> RAW RECORDS
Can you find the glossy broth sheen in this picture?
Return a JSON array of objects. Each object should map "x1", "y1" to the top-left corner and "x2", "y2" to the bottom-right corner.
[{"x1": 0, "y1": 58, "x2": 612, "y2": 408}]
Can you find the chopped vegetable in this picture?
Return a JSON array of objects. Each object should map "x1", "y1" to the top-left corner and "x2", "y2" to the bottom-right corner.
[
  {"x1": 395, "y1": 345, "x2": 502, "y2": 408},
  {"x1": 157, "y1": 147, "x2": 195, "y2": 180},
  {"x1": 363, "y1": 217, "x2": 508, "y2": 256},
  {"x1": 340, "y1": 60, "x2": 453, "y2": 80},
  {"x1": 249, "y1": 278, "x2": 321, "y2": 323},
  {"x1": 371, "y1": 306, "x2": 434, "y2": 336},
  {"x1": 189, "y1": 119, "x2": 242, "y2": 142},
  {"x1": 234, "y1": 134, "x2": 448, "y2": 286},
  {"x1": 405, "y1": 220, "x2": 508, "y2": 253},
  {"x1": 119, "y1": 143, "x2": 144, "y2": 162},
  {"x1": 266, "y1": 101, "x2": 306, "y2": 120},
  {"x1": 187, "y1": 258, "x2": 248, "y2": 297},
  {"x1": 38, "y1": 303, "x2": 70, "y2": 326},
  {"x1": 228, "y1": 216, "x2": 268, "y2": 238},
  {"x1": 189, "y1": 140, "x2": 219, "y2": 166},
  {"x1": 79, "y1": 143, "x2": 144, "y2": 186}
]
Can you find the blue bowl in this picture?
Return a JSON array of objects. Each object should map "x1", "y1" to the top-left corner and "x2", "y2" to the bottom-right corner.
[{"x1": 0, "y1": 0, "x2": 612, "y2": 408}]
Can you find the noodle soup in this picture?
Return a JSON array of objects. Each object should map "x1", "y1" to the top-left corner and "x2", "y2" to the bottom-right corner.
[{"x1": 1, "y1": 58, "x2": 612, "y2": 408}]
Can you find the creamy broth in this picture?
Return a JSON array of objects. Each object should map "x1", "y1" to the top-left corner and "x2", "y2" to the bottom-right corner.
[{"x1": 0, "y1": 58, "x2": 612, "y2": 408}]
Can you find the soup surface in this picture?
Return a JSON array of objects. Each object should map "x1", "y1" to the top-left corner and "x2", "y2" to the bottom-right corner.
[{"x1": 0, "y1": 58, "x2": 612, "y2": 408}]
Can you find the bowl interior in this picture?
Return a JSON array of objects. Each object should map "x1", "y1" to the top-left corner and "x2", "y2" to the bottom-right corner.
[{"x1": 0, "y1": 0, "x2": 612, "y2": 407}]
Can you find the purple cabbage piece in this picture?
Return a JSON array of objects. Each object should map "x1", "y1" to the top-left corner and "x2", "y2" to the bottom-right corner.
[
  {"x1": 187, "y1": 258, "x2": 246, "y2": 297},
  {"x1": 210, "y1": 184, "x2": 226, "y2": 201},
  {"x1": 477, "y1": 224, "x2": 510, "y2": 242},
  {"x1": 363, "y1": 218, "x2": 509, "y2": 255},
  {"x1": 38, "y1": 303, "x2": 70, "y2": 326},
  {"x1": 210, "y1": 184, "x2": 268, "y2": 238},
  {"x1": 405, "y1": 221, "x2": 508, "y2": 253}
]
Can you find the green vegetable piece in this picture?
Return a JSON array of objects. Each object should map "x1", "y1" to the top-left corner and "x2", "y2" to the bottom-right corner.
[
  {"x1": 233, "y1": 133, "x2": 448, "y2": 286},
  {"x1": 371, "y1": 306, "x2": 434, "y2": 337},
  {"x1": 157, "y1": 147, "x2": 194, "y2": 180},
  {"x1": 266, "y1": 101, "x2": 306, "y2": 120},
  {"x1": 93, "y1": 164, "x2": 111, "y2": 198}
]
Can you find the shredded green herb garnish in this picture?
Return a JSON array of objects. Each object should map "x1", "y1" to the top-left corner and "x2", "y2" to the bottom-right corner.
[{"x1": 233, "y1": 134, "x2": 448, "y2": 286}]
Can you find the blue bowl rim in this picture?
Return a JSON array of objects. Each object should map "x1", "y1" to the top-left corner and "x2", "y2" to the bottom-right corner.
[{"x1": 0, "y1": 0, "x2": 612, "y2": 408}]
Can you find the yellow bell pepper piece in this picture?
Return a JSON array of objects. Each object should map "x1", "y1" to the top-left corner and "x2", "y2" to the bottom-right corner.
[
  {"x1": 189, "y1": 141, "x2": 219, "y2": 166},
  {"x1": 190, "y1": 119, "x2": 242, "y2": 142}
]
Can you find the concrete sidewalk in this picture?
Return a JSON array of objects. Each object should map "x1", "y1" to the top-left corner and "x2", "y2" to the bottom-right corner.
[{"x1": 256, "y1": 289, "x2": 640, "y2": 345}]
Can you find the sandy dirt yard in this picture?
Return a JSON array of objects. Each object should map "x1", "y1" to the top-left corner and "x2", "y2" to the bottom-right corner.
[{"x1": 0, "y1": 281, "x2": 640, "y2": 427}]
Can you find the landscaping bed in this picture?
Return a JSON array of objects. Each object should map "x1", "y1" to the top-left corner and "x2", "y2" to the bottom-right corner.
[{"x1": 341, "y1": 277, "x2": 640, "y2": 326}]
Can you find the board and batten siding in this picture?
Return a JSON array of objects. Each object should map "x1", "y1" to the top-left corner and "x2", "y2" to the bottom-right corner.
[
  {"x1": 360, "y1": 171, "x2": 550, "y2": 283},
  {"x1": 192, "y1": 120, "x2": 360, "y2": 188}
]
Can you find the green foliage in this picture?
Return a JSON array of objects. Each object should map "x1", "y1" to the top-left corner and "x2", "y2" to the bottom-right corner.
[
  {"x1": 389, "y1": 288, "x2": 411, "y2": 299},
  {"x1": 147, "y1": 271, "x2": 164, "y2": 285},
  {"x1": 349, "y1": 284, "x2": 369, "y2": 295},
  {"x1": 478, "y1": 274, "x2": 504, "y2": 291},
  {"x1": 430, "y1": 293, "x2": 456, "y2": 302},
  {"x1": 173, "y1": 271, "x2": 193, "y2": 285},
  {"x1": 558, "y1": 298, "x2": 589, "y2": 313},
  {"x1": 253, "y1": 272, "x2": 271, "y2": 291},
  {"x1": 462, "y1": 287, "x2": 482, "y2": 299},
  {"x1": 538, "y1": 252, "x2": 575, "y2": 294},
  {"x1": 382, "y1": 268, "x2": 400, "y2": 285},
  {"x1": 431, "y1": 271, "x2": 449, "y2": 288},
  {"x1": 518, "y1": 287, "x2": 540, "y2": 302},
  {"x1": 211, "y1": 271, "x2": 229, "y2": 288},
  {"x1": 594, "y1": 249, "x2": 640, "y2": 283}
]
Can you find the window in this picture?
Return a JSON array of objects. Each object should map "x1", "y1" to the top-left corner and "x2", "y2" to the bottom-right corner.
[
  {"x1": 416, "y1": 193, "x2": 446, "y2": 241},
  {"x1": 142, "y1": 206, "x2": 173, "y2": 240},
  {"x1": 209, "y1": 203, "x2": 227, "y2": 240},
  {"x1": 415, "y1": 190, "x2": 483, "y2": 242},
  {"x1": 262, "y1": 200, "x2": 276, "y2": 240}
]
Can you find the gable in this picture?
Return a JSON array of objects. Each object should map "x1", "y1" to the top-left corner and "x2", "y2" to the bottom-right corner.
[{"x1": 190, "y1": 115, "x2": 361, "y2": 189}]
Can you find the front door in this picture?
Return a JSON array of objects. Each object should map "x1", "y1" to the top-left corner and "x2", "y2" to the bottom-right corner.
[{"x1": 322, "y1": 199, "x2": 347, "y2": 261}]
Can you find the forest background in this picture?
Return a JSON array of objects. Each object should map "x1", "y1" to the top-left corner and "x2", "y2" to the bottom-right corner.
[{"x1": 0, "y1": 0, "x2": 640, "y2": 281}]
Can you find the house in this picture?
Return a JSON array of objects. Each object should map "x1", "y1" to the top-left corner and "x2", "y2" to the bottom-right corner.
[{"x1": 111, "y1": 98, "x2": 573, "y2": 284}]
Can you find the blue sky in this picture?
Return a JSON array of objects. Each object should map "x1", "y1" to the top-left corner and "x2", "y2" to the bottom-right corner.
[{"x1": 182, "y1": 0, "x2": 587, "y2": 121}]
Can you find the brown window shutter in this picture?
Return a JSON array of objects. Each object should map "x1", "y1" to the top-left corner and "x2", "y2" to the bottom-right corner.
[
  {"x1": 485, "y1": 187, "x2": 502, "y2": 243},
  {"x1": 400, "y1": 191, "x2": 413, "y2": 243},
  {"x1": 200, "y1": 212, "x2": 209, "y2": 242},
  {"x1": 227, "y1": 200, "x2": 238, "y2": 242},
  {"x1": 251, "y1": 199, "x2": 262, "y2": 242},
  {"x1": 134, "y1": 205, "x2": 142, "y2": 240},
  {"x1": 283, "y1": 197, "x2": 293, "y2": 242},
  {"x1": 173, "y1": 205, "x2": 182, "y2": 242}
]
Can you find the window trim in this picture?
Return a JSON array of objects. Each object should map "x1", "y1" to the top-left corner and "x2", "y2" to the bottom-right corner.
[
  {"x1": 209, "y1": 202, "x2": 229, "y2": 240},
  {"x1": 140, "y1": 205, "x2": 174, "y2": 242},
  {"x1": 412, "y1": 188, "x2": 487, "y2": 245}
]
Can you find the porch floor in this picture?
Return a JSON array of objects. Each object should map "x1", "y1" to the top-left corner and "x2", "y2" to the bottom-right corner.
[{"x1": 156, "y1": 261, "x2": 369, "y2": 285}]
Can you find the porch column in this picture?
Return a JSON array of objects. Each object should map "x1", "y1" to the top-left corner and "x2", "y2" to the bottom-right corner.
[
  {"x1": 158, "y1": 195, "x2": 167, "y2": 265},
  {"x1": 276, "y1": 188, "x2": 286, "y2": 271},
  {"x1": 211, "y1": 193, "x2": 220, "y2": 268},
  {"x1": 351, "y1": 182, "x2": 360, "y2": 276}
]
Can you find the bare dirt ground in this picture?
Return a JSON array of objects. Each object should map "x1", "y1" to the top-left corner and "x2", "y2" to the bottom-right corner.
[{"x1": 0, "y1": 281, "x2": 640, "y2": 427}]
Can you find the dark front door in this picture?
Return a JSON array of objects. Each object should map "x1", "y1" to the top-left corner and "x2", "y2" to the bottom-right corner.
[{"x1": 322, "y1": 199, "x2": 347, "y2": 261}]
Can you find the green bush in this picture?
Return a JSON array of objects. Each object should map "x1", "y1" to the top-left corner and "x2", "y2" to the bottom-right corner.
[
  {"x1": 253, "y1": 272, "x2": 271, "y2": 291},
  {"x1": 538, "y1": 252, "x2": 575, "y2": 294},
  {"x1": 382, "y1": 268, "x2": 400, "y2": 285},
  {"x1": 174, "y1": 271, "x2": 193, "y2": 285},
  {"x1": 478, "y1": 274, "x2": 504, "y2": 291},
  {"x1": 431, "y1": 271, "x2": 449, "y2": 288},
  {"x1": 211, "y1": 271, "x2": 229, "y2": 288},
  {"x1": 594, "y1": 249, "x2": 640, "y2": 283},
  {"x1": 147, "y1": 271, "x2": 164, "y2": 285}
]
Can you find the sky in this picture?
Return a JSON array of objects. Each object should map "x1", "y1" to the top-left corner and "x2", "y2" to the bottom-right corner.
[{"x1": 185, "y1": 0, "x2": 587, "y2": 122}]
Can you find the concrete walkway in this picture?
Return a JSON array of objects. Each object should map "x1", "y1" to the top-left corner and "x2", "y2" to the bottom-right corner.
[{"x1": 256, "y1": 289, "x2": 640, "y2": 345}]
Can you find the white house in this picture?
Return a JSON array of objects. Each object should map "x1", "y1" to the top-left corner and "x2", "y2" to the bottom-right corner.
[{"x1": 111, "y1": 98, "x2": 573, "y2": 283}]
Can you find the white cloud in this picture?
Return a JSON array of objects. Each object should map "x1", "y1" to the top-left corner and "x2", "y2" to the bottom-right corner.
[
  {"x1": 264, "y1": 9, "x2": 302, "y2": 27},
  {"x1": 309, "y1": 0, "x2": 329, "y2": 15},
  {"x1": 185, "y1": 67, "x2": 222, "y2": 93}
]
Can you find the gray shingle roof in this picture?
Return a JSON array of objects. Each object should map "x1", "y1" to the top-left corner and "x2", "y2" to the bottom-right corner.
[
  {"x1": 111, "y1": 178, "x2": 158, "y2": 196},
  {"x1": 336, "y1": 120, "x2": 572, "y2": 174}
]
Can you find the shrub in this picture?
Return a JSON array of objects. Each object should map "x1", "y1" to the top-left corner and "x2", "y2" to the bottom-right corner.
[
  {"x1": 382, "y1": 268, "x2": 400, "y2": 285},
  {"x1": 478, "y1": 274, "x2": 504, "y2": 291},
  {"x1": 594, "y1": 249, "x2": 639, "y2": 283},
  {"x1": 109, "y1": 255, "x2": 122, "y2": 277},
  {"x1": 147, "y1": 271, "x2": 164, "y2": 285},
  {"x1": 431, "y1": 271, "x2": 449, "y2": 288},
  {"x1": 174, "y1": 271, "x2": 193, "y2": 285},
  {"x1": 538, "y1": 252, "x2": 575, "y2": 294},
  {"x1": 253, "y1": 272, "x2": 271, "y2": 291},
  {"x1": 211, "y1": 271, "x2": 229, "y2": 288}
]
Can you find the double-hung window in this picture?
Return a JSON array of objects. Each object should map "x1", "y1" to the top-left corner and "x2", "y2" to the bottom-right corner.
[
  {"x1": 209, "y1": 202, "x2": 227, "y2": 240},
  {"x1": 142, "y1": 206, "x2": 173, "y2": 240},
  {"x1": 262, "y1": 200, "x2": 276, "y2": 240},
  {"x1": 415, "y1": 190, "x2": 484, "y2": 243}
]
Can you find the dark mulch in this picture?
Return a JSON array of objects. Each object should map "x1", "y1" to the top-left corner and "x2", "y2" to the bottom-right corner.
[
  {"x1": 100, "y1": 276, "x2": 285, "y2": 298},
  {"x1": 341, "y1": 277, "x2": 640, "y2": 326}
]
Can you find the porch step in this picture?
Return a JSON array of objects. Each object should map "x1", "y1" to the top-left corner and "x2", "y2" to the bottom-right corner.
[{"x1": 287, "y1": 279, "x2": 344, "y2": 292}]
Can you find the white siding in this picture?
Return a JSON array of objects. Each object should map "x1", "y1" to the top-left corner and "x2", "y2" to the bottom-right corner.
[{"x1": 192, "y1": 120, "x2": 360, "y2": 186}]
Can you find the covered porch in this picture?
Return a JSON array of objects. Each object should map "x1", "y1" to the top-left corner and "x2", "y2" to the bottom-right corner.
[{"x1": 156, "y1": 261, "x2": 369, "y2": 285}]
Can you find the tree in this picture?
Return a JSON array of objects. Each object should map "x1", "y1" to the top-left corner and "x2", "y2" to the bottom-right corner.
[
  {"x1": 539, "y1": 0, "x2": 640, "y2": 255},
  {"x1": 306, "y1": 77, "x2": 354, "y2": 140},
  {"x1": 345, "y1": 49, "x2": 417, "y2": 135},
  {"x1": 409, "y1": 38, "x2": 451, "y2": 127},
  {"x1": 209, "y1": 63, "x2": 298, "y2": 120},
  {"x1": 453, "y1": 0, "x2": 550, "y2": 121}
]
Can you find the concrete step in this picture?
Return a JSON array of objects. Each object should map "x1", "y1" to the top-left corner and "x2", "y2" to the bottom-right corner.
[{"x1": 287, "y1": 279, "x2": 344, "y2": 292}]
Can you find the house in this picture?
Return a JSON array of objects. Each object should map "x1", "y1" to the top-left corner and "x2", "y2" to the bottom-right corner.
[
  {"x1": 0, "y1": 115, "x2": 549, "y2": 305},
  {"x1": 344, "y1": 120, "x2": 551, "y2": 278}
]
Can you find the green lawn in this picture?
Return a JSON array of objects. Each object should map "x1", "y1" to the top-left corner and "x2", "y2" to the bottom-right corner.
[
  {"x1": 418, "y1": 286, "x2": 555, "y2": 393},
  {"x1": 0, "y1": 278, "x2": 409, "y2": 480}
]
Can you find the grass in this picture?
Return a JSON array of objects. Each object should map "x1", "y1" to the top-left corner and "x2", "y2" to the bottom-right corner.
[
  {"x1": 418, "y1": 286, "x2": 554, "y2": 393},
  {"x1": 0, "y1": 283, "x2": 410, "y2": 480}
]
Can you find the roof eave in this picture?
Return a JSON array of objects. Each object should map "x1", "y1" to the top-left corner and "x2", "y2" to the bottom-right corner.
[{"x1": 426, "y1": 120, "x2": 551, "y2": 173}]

> AIM OF THE TASK
Please show each line of the material above that contains the word "concrete", counting only matches in the same case.

> THE RESPONSE
Can you find the concrete sidewalk in this picture?
Can you find the concrete walkway in this picture?
Can you find the concrete step in this picture?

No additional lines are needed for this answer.